Count the lines in the rows below that contain the word "point" and reply with only that number.

--- start of Materials provided ---

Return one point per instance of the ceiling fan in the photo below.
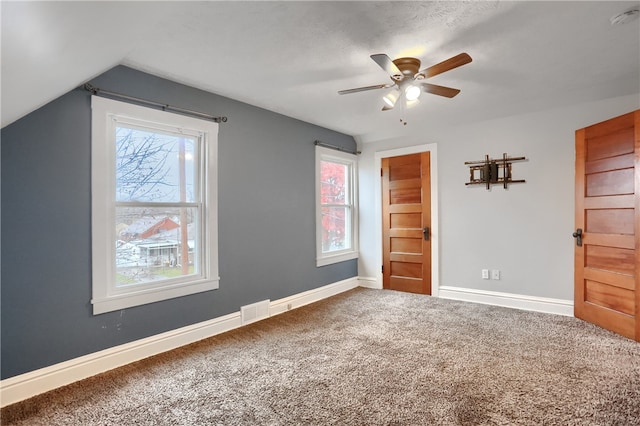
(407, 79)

--- end of Materials provided ---
--- start of Materials provided ---

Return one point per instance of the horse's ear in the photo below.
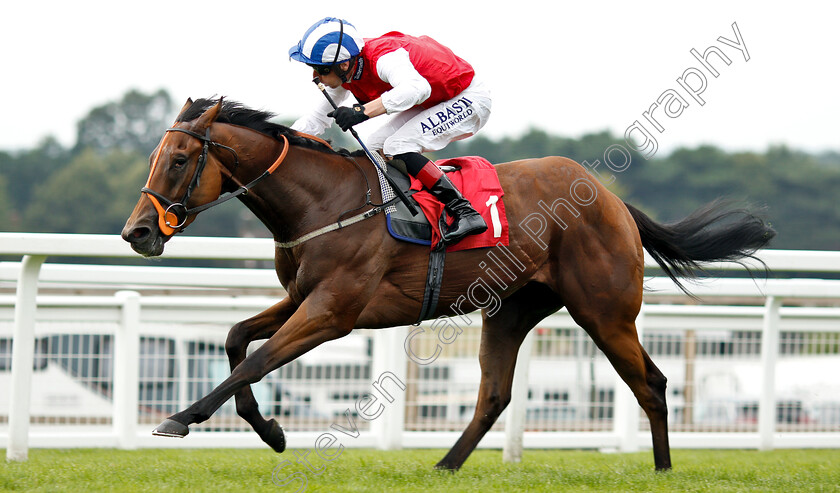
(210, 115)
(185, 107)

--- end of Materials provided ---

> Answer for this exercise
2